Job — Please state whether each of the following agrees with the forum thread about lifting a Series II, answering yes or no and quoting the deciding words: (a) the lift on the military 2a is about 40mm, (b) the track is wider than on coil-sprung vehicles, (c) Slunnie plans to lift a military chassis.

### Text shown

View Full Version : 2-3" lift on a Series II
Slunnie
14th September 2009, 07:09 PM
I haven't come across a lot of talk regarding lifted Series landys apart from the Mil spec chassis. 
 
I'm looking to lift my civilian chassis ute by 2-3", and am wondering if anybody has done the same what they are like offroad with regards to axle tramp/wrap etc and likewise how they track on road and how stable under brakes.
JDNSW
14th September 2009, 07:18 PM
From memory the lift on the military 2a is about 40mm. That much requires sculpture of the crossmember under the clutch housing, but does not seem to have any other serious problems. Any more than this would start to present serious U-joint angle problems, and the steering draglink would be getting to have an excessive angle. Worth noting that the track is narrower than coil sprung ones as well, although the military ones do not seem to suffer in stability to a noticeable degree.
I think some others here have tried large lifts, and maybe they can comment.
John
Slunnie
14th September 2009, 07:26 PM
From memory the lift on the military 2a is about 40mm. That much requires sculpture of the crossmember under the clutch housing, but does not seem to have any other serious problems. Any more than this would start to present serious U-joint angle problems, and the steering draglink would be getting to have an excessive angle. Worth noting that the track is narrower than coil sprung ones as well, although the military ones do not seem to suffer in stability to a noticeable degree.
 
I think some others here have tried large lifts, and maybe they can comment.

######
### Supplied entries

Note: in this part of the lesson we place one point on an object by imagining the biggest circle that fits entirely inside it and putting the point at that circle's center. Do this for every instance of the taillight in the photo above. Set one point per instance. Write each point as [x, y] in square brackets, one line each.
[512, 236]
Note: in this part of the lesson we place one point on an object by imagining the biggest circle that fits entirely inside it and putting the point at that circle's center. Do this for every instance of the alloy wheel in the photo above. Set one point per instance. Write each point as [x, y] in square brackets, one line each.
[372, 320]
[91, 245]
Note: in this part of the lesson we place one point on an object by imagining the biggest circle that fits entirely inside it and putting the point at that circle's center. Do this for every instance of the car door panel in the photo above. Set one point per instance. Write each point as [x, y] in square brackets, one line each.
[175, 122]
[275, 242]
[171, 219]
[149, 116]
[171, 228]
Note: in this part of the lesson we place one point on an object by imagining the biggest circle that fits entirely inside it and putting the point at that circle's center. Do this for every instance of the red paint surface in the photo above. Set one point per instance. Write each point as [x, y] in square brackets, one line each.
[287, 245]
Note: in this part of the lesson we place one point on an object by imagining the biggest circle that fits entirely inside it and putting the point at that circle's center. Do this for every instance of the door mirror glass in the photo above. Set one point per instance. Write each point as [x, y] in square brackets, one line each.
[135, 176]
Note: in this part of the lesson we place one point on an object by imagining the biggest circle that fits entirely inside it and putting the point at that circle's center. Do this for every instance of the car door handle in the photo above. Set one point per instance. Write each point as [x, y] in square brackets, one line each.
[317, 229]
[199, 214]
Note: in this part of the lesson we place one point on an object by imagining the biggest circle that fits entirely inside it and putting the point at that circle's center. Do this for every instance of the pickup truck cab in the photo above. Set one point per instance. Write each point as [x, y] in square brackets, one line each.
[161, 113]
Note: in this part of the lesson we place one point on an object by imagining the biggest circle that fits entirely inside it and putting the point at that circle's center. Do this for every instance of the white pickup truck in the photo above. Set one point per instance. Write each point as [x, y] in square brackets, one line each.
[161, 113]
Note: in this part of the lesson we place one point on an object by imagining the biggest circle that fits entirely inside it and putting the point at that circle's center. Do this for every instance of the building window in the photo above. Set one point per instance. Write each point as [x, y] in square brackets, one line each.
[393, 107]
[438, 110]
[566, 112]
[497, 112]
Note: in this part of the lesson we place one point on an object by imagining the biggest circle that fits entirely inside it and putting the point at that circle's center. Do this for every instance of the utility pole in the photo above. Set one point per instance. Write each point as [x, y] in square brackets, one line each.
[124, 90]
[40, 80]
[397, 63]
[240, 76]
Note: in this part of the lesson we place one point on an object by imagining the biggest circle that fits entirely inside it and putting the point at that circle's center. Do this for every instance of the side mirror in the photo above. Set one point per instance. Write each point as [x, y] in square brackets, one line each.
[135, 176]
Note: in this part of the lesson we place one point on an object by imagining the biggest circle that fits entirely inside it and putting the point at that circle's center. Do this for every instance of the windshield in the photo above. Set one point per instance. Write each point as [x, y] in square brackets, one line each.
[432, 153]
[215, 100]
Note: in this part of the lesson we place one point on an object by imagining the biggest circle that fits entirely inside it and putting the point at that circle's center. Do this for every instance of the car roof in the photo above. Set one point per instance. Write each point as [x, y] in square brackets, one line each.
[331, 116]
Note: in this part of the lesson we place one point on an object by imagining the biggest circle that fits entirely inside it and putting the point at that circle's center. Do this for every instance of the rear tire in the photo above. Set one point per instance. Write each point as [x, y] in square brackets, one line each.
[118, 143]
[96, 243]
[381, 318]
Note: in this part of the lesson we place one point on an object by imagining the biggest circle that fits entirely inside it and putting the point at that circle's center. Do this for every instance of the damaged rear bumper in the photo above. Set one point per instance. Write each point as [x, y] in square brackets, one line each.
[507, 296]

######

Solution —
(a) Yes: "From memory the lift on the military 2a is about 40mm."
(b) No: "the track is narrower than coil sprung ones as well"
(c) No: "I'm looking to lift my civilian chassis ute by 2-3""